Records from a collection:

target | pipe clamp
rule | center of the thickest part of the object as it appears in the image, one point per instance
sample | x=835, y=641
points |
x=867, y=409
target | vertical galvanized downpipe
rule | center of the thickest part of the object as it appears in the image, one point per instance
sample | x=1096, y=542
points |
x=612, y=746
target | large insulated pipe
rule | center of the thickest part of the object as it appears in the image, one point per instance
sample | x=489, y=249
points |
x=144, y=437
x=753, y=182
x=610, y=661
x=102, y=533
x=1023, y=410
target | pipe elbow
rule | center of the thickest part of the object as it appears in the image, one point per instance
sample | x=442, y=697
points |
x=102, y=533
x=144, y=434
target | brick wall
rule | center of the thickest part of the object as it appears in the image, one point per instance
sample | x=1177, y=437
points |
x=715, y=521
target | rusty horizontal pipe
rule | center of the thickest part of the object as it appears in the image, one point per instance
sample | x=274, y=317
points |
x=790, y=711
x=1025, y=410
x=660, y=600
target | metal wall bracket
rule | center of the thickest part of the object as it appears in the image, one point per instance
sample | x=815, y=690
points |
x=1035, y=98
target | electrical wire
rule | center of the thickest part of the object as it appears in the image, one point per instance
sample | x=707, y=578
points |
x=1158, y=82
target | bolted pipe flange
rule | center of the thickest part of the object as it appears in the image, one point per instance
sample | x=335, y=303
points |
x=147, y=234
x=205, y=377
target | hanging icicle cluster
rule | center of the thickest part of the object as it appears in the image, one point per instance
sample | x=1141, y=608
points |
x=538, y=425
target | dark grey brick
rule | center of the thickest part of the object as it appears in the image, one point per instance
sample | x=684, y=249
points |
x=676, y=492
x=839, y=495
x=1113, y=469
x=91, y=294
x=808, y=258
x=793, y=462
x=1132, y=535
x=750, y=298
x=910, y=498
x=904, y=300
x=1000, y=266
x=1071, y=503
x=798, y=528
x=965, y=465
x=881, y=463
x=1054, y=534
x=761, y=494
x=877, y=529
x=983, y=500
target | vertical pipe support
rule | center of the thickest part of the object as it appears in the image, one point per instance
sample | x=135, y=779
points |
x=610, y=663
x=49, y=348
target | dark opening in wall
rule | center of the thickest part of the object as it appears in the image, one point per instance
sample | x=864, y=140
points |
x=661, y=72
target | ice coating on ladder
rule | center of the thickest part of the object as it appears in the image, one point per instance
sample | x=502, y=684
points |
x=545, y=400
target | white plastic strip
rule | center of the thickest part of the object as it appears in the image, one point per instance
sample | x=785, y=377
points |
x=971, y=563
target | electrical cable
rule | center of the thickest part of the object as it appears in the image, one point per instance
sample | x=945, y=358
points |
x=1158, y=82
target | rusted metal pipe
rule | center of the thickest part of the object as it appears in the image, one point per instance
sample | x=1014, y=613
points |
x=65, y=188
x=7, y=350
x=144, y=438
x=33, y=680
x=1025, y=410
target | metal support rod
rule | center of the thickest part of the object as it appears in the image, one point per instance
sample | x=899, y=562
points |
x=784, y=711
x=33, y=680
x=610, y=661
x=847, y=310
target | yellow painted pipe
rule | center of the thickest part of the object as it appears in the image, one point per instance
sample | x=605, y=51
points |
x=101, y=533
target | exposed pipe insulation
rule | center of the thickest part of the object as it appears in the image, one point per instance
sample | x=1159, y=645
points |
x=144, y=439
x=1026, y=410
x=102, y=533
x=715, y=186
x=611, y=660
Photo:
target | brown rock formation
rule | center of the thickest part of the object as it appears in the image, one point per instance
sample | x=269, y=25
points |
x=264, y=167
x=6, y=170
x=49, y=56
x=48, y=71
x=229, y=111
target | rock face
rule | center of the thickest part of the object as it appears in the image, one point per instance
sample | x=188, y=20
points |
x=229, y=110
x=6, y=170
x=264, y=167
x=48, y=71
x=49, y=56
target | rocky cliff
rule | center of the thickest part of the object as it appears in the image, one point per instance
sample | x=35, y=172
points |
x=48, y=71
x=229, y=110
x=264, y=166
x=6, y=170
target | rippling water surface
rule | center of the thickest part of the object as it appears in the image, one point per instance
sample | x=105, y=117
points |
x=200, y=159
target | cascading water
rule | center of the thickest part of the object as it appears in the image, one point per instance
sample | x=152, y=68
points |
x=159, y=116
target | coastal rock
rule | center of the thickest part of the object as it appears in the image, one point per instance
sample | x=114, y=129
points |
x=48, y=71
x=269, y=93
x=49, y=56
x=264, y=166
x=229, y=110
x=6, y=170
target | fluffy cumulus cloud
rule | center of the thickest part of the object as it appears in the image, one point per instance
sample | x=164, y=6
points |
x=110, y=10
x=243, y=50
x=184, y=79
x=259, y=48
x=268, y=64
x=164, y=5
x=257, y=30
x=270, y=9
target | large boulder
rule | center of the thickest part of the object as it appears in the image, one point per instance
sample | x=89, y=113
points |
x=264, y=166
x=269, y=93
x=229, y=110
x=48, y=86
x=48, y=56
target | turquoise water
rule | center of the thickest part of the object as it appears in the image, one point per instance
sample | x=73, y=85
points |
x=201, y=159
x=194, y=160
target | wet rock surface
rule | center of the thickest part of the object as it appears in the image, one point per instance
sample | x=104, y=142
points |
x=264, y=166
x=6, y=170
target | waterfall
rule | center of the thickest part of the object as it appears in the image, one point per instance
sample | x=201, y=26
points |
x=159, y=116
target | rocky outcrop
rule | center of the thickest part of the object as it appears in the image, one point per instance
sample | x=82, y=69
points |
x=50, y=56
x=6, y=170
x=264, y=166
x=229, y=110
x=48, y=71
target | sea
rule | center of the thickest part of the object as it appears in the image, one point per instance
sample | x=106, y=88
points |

▶ [WHAT YOU ARE ASKED TO DO]:
Output every entry exactly as it appears.

▶ [EXERCISE SOLUTION]:
target | pipe clamp
rule | center of the thickest part of the object as it appears in the image, one point per instance
sample | x=835, y=641
points |
x=867, y=409
target | vertical galvanized downpipe
rule | center of the thickest part of the object as it appears in the image, one point per instance
sample | x=1096, y=542
points |
x=612, y=746
target | large insulated pipe
rule | center of the thickest part of the object as it appears in the image, one point per instance
sample | x=489, y=249
points |
x=144, y=437
x=753, y=182
x=610, y=661
x=102, y=533
x=1023, y=410
target | pipe elbow
rule | center of the thickest part of the object as it appears in the image, one point per instance
sample | x=442, y=697
points |
x=102, y=533
x=144, y=434
target | brick wall
rule | center of the thickest part of the object as it appears in the image, one point per instance
sample | x=1177, y=437
points |
x=715, y=521
target | rusty horizontal pipe
rule | center of the thickest part of the object as it appears in the image, one point per instance
sample | x=274, y=317
points |
x=790, y=711
x=1025, y=410
x=660, y=600
target | metal wall bracket
rule | center of the thickest part of the object as it appears in the image, one point per instance
sample | x=815, y=690
points |
x=1035, y=98
target | electrical wire
rule | center of the thickest part of the object as it appears in the image, one point per instance
sample | x=707, y=578
points |
x=1158, y=82
target | bolted pipe flange
rule | center of the thickest part of the object as it appears in the image, one point per instance
sample | x=335, y=303
points |
x=147, y=234
x=205, y=377
target | hanging icicle cluster
rule | center of the thickest part of the object as it appears in the image, one point per instance
sample | x=1141, y=608
points |
x=538, y=425
target | dark grey brick
rule | center of the thickest part of the object as it appears in the image, one point per instance
sample | x=684, y=249
points |
x=676, y=492
x=839, y=495
x=1113, y=469
x=91, y=294
x=808, y=258
x=793, y=462
x=1132, y=535
x=750, y=298
x=910, y=498
x=904, y=300
x=1000, y=266
x=1071, y=503
x=798, y=528
x=965, y=465
x=881, y=463
x=1054, y=534
x=761, y=494
x=877, y=529
x=983, y=500
target | vertical pipe support
rule | center of the thickest part of the object as it appears in the image, one point per instance
sample | x=135, y=779
points |
x=610, y=663
x=49, y=348
target | dark opening in wall
rule | center of the thickest part of the object as it appears in the image, one point per instance
sample | x=864, y=140
points |
x=661, y=72
target | ice coating on ladder
rule | center of the thickest part of the object as it appears in the image, one point per instance
sample | x=502, y=684
points |
x=545, y=400
target | white plastic strip
rule | center of the thickest part of the object as it appears in the image, one point per instance
sample | x=785, y=377
points |
x=971, y=563
target | electrical cable
rule | center of the thickest part of the object as it appears in the image, one point per instance
sample | x=945, y=358
points |
x=1158, y=82
target | rusted metal pipe
rule | center of the thickest part of the object as it appears in the image, one point per instance
sample | x=1014, y=613
points |
x=65, y=188
x=7, y=350
x=144, y=438
x=33, y=680
x=1025, y=410
target | metal support rod
rule | center of the thickest part of the object as it appears in the image, one point per instance
sample | x=899, y=562
points |
x=784, y=711
x=33, y=680
x=610, y=661
x=847, y=310
target | yellow painted pipe
rule | center of the thickest part of the object as it appears in the image, one point per instance
sample | x=605, y=51
points |
x=101, y=533
target | exposed pipe insulation
rule | center of the thickest part of the object as it appears in the image, one point per instance
sample | x=1159, y=645
points |
x=144, y=439
x=1026, y=410
x=102, y=533
x=715, y=186
x=611, y=660
Photo:
target | brown rock formation
rule | center of the thickest part of the object as it appears in the image, one point per instance
sample | x=269, y=25
points |
x=264, y=167
x=6, y=170
x=49, y=56
x=48, y=71
x=229, y=111
target | rock face
rule | center of the thickest part of the object as it appears in the image, one point per instance
sample | x=188, y=20
points |
x=229, y=110
x=6, y=170
x=264, y=167
x=48, y=71
x=49, y=56
target | rocky cliff
rule | center of the thickest part of the object as it appears in the image, one point per instance
sample | x=35, y=172
points |
x=48, y=71
x=229, y=110
x=264, y=166
x=6, y=170
target | rippling water surface
rule | center of the thickest part of the object as it appears in the image, one point per instance
sample | x=105, y=117
points |
x=200, y=159
target | cascading water
rule | center of the thickest part of the object as it appears in the image, one point per instance
sample | x=152, y=68
points |
x=159, y=116
target | coastal rock
rule | center of the thickest part of the object as it appears in the image, one point per instance
sample | x=114, y=129
points |
x=48, y=71
x=269, y=93
x=49, y=56
x=264, y=166
x=229, y=110
x=6, y=170
target | fluffy cumulus cloud
rule | center of the thickest part of the object as it appears in the image, one point per instance
sample | x=164, y=6
points |
x=110, y=10
x=243, y=50
x=184, y=79
x=259, y=48
x=268, y=64
x=164, y=5
x=257, y=30
x=270, y=9
target | large boulder
rule | center of the thickest part of the object as it appears in the image, one point per instance
sample | x=89, y=113
points |
x=264, y=166
x=269, y=93
x=229, y=110
x=48, y=86
x=48, y=56
target | turquoise water
rule | center of the thickest part of the object as it appears in the image, one point per instance
sample | x=73, y=85
points |
x=201, y=159
x=194, y=160
target | wet rock surface
rule | center of the thickest part of the object as it appears in the image, one point per instance
sample | x=104, y=142
points |
x=264, y=166
x=6, y=170
target | waterfall
rule | center of the thickest part of the object as it appears in the image, one point per instance
sample | x=201, y=26
points |
x=159, y=116
target | rocky outcrop
rule | center of the thickest part of the object as it appears in the image, one point per instance
sample | x=82, y=69
points |
x=50, y=56
x=6, y=170
x=264, y=166
x=229, y=110
x=48, y=71
target | sea
rule | center of the thickest part of the object as it appears in the image, one point per instance
sample | x=106, y=88
points |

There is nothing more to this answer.